- Task input:

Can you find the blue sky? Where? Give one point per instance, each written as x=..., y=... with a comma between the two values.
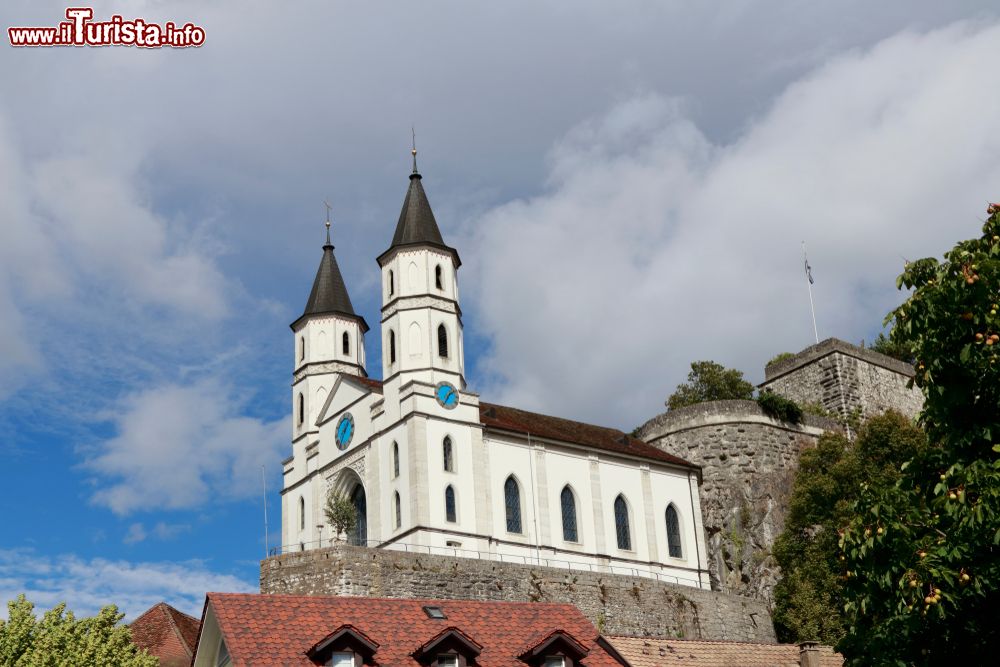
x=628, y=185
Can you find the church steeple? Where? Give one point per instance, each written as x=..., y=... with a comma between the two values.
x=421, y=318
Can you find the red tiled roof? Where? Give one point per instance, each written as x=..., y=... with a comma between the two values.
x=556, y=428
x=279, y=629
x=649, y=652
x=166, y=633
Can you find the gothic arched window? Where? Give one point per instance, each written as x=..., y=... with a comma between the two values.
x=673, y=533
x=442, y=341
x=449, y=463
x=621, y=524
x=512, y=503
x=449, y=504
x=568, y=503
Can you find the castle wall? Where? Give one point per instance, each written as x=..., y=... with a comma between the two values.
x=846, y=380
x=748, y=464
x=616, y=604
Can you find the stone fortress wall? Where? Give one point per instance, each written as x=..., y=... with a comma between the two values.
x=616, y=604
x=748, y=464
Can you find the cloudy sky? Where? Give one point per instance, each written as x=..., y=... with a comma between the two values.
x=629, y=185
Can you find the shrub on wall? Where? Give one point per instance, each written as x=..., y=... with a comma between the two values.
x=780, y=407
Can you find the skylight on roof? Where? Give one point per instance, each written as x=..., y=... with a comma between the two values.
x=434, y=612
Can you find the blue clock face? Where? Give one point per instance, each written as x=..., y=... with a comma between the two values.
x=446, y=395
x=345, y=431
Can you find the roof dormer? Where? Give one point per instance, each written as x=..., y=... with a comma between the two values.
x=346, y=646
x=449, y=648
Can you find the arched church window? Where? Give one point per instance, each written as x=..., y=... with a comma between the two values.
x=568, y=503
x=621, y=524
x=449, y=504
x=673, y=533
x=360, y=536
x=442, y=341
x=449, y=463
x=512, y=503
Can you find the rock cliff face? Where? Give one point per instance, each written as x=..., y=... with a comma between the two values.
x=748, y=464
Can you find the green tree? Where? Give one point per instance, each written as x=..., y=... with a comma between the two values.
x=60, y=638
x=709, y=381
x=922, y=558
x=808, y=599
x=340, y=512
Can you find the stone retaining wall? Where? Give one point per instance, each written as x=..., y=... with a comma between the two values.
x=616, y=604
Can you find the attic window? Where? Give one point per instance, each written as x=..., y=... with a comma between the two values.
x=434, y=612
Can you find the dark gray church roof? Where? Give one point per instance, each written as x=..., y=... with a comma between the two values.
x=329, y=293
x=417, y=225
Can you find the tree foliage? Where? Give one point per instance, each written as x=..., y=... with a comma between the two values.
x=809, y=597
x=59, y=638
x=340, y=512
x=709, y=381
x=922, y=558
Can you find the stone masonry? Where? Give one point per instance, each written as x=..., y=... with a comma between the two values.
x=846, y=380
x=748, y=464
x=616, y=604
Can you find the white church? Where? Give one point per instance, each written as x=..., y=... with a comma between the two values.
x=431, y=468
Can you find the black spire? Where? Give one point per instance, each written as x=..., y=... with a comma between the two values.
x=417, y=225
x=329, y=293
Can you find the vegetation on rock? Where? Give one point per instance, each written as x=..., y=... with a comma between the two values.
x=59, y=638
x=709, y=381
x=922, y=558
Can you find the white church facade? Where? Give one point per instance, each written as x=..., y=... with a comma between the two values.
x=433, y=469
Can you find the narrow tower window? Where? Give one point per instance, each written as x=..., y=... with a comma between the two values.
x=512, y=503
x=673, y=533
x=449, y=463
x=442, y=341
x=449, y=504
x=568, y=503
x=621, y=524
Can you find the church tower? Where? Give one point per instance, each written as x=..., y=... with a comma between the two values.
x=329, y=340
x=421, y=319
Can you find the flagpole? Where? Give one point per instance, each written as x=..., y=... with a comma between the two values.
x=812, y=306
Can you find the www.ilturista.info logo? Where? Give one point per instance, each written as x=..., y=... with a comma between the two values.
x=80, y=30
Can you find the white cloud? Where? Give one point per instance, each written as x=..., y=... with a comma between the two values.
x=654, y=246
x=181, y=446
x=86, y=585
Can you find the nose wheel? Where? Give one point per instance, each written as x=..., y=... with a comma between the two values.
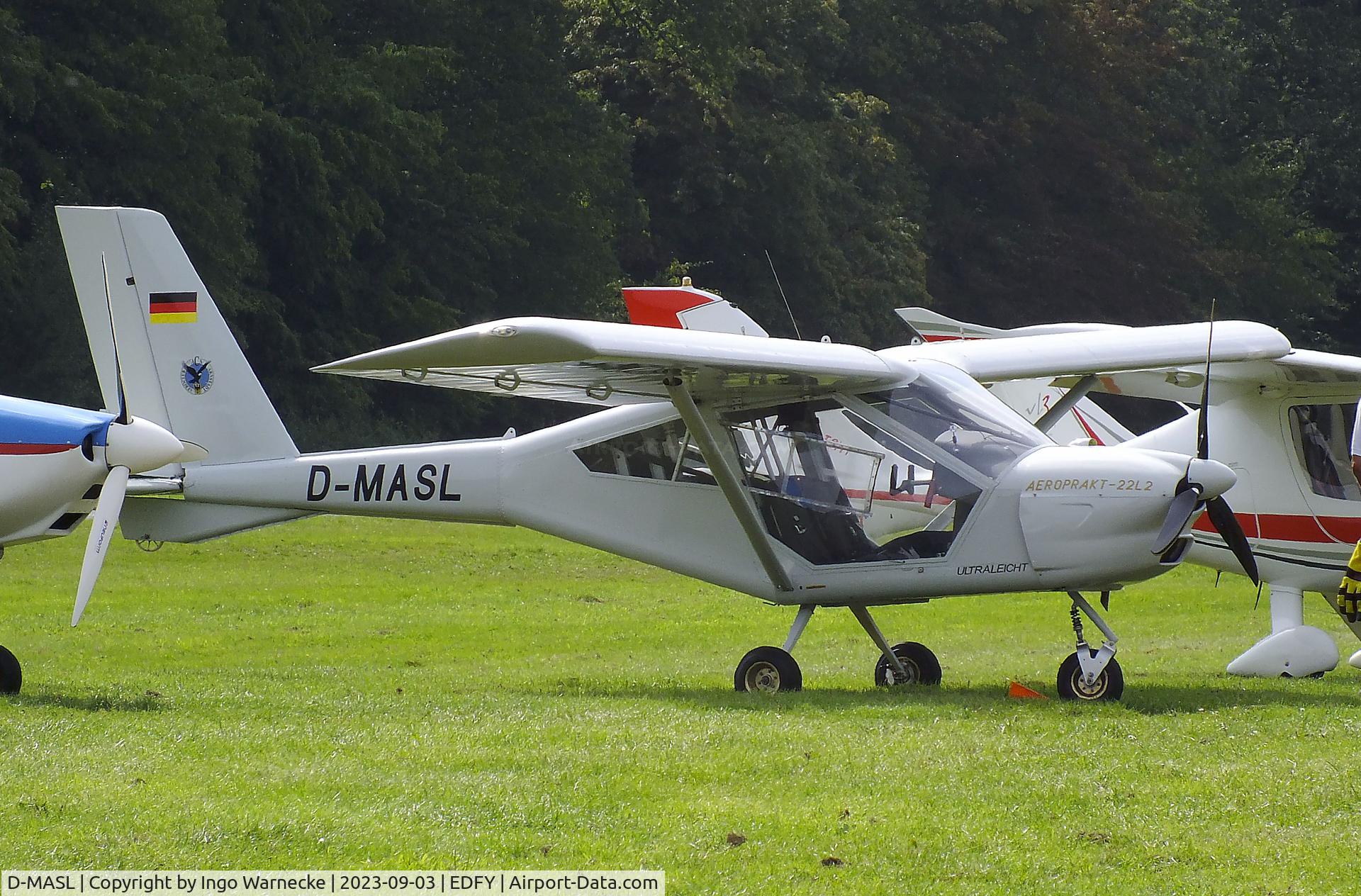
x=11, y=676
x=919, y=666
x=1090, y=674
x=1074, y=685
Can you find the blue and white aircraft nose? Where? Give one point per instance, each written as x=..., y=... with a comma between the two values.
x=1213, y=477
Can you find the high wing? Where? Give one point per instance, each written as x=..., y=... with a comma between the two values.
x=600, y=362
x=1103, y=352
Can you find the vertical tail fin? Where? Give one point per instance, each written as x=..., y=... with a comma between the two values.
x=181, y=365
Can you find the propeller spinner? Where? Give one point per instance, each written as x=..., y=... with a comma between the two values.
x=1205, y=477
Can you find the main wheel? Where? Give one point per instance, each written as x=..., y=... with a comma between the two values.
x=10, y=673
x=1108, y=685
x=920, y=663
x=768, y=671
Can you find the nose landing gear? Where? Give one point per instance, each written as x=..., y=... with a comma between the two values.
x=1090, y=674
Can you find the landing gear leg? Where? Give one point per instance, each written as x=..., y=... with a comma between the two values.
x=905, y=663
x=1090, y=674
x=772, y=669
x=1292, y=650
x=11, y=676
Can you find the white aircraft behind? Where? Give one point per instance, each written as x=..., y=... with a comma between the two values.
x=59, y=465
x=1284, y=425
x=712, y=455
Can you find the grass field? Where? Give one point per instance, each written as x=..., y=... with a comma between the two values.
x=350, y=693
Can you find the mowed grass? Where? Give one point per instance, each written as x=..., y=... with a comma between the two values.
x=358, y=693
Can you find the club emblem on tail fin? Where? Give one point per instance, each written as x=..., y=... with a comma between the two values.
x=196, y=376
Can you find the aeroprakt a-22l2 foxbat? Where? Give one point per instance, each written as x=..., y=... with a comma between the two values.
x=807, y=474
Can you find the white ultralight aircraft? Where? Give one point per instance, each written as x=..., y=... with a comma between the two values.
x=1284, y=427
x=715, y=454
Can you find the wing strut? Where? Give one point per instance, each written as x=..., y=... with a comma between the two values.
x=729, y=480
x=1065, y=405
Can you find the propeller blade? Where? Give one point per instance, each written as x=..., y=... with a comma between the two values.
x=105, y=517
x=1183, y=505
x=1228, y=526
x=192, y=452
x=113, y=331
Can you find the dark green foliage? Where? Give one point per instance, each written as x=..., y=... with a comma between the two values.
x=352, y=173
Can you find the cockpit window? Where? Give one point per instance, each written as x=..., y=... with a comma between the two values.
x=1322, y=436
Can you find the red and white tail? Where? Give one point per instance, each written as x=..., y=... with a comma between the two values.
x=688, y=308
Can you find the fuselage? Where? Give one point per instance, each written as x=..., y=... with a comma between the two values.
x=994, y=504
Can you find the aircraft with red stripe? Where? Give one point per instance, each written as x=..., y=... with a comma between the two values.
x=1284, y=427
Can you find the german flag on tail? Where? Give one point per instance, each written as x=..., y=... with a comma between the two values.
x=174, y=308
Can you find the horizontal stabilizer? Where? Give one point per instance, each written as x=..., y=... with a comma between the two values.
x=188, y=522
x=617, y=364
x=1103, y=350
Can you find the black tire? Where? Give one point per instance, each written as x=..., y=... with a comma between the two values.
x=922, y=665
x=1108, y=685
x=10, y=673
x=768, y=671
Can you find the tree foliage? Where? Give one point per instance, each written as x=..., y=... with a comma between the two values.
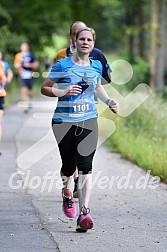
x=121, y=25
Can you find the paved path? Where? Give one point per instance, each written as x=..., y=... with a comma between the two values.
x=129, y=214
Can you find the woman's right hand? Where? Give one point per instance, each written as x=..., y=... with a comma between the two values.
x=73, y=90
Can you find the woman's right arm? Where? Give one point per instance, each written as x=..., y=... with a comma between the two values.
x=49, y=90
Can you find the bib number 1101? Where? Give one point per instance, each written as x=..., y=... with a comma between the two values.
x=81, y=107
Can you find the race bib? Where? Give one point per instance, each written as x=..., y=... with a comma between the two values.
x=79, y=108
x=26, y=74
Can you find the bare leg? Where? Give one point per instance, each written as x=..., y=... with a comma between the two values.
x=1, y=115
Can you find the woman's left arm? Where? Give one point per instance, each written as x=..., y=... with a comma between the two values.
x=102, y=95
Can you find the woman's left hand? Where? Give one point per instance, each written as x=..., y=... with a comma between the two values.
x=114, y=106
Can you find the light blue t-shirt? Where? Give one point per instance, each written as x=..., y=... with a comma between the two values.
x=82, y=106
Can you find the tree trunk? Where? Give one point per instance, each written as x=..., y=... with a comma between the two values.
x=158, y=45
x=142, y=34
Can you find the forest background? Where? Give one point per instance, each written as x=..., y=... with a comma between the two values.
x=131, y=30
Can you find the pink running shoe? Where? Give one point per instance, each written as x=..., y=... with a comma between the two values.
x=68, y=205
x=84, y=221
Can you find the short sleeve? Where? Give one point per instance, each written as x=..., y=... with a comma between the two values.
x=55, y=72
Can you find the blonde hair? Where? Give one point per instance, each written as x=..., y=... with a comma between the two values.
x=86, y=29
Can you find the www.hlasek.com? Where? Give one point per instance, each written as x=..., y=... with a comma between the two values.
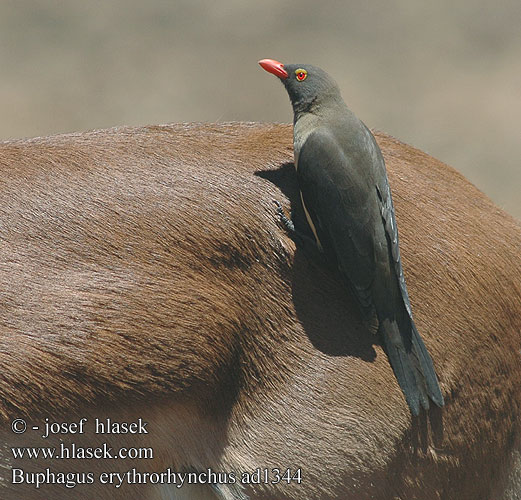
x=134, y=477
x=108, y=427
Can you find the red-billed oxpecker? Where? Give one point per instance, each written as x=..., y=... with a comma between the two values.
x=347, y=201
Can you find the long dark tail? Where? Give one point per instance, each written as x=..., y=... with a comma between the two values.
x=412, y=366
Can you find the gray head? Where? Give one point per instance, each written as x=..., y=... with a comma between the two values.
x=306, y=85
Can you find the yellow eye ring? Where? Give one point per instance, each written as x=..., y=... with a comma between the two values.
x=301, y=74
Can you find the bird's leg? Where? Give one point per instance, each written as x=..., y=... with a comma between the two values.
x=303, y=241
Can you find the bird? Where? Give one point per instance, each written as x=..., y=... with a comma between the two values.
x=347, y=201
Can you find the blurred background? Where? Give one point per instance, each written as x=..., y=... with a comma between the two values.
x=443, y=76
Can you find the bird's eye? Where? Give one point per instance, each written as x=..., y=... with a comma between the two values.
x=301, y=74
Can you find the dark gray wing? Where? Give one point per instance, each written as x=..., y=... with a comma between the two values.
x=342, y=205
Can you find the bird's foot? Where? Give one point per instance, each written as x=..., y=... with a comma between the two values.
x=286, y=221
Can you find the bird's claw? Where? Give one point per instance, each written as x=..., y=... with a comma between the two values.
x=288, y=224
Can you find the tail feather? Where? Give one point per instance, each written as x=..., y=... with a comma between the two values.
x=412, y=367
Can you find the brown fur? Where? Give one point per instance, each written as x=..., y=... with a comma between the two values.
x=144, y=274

- Exercise:
Output the records as a Markdown table with the columns Row and Line, starting at the line that contains "Can you find the horizontal" and ending after the line that contains "x=121, y=25". Give each line a row number, skip blank lines, and leave the pictures out of the table.

- Response:
| Row | Line |
|---|---|
| 1 | Can you find the horizontal stabilizer? Where? Give one point per instance, each written as x=..., y=... with a comma between the two values. |
| 2 | x=188, y=522 |
| 3 | x=617, y=364 |
| 4 | x=1103, y=350 |
| 5 | Can you find the black tire? Where? Give one point per instance, each written as x=..., y=... with a comma between the two values. |
| 6 | x=922, y=665 |
| 7 | x=1108, y=685 |
| 8 | x=10, y=673 |
| 9 | x=768, y=671 |
| 10 | Can you find the tree foliage? Where? Give one point per instance, each written as x=..., y=... with a comma between the two values. |
| 11 | x=121, y=25 |